Posted By Genevieve Fraser, Friday, September 21, 2018
Updated: Monday, September 17, 2018

There were some cultural differences to overcome when in 2014 pharmaceutical company Pfizer joined forces with biopharma company Merck, selling its sharing rights to develop an experimental immunotherapy drug to accelerate progress against some of the most difficult-to-treat cancers. The alliance paired an American behemoth, Pfizer, founded in 1849 in Brooklyn, New York, with Merck, a German-based multinational corporation, founded in 1668 (no typo).

 

 To drive alignment in their complex partnership, Pfizer and Merck utilize a “divide-and-conquer” approach, as explained by two of the companies’ alliance leaders during a session at the March 2018 ASAP Global Alliance Summit in Fort Lauderdale, Florida, USA. Discussing their experiences “Navigating and Effectively Managing Complex Alliances between Large Biotech/Pharma Organizations,” Judy Baselice, Pfizer’s director alliance management, and Brian N. Stewart, CA-AM, director alliance management at Merck KGaA, Darmstadt, Germany, described how the Merck-Pfizer partnership uses five main tools for keeping the alliance on the same page.

Work request => Which words of the Pfizer-Merck alliance article, copied exactly, run from the passage that opens with the words containing "To drive alignment" through the words "the same page."?

Data extract =>
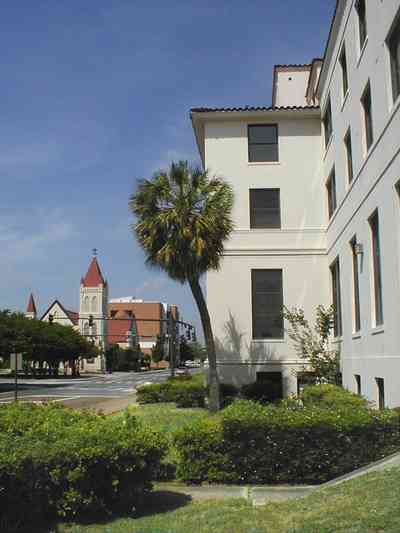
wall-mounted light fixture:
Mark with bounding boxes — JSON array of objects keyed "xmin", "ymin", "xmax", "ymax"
[{"xmin": 354, "ymin": 242, "xmax": 364, "ymax": 255}]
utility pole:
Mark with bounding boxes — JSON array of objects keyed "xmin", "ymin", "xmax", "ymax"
[{"xmin": 168, "ymin": 309, "xmax": 175, "ymax": 378}]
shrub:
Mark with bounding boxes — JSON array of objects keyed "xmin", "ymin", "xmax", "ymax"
[
  {"xmin": 300, "ymin": 385, "xmax": 369, "ymax": 408},
  {"xmin": 174, "ymin": 400, "xmax": 400, "ymax": 484},
  {"xmin": 0, "ymin": 404, "xmax": 166, "ymax": 529}
]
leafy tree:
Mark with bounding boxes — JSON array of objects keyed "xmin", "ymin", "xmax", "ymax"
[
  {"xmin": 130, "ymin": 161, "xmax": 233, "ymax": 411},
  {"xmin": 283, "ymin": 305, "xmax": 340, "ymax": 384}
]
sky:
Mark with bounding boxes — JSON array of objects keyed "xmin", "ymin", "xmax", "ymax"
[{"xmin": 0, "ymin": 0, "xmax": 335, "ymax": 333}]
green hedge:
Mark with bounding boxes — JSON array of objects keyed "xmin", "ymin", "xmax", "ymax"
[
  {"xmin": 0, "ymin": 404, "xmax": 167, "ymax": 530},
  {"xmin": 174, "ymin": 400, "xmax": 400, "ymax": 484},
  {"xmin": 137, "ymin": 374, "xmax": 206, "ymax": 407}
]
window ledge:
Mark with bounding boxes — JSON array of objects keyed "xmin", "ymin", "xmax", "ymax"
[
  {"xmin": 340, "ymin": 89, "xmax": 350, "ymax": 111},
  {"xmin": 356, "ymin": 35, "xmax": 368, "ymax": 68},
  {"xmin": 247, "ymin": 161, "xmax": 281, "ymax": 167},
  {"xmin": 251, "ymin": 339, "xmax": 286, "ymax": 344},
  {"xmin": 371, "ymin": 326, "xmax": 385, "ymax": 335}
]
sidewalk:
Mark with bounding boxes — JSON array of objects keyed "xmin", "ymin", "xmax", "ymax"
[
  {"xmin": 63, "ymin": 394, "xmax": 136, "ymax": 415},
  {"xmin": 154, "ymin": 453, "xmax": 400, "ymax": 506}
]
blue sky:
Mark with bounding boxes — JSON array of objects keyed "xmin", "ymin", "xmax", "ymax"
[{"xmin": 0, "ymin": 0, "xmax": 335, "ymax": 336}]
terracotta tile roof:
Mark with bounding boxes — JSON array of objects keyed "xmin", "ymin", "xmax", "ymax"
[
  {"xmin": 26, "ymin": 293, "xmax": 36, "ymax": 315},
  {"xmin": 81, "ymin": 257, "xmax": 106, "ymax": 287},
  {"xmin": 107, "ymin": 319, "xmax": 133, "ymax": 344},
  {"xmin": 190, "ymin": 105, "xmax": 319, "ymax": 113}
]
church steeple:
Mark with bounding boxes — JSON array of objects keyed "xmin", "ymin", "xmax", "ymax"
[{"xmin": 25, "ymin": 293, "xmax": 37, "ymax": 319}]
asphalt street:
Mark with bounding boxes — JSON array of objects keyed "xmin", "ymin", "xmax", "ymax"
[{"xmin": 0, "ymin": 370, "xmax": 176, "ymax": 403}]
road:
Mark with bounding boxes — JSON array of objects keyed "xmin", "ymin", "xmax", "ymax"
[{"xmin": 0, "ymin": 370, "xmax": 178, "ymax": 403}]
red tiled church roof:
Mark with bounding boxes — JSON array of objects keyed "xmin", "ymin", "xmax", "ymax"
[
  {"xmin": 81, "ymin": 257, "xmax": 106, "ymax": 287},
  {"xmin": 107, "ymin": 319, "xmax": 133, "ymax": 344},
  {"xmin": 26, "ymin": 293, "xmax": 36, "ymax": 314}
]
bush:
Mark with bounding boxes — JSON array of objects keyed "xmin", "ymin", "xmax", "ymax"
[
  {"xmin": 300, "ymin": 385, "xmax": 369, "ymax": 408},
  {"xmin": 174, "ymin": 400, "xmax": 400, "ymax": 484},
  {"xmin": 137, "ymin": 375, "xmax": 206, "ymax": 407},
  {"xmin": 0, "ymin": 404, "xmax": 166, "ymax": 530}
]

Exercise response =>
To drive alignment in their complex partnership, Pfizer and Merck utilize a “divide-and-conquer” approach, as explained by two of the companies’ alliance leaders during a session at the March 2018 ASAP Global Alliance Summit in Fort Lauderdale, Florida, USA. Discussing their experiences “Navigating and Effectively Managing Complex Alliances between Large Biotech/Pharma Organizations,” Judy Baselice, Pfizer’s director alliance management, and Brian N. Stewart, CA-AM, director alliance management at Merck KGaA, Darmstadt, Germany, described how the Merck-Pfizer partnership uses five main tools for keeping the alliance on the same page.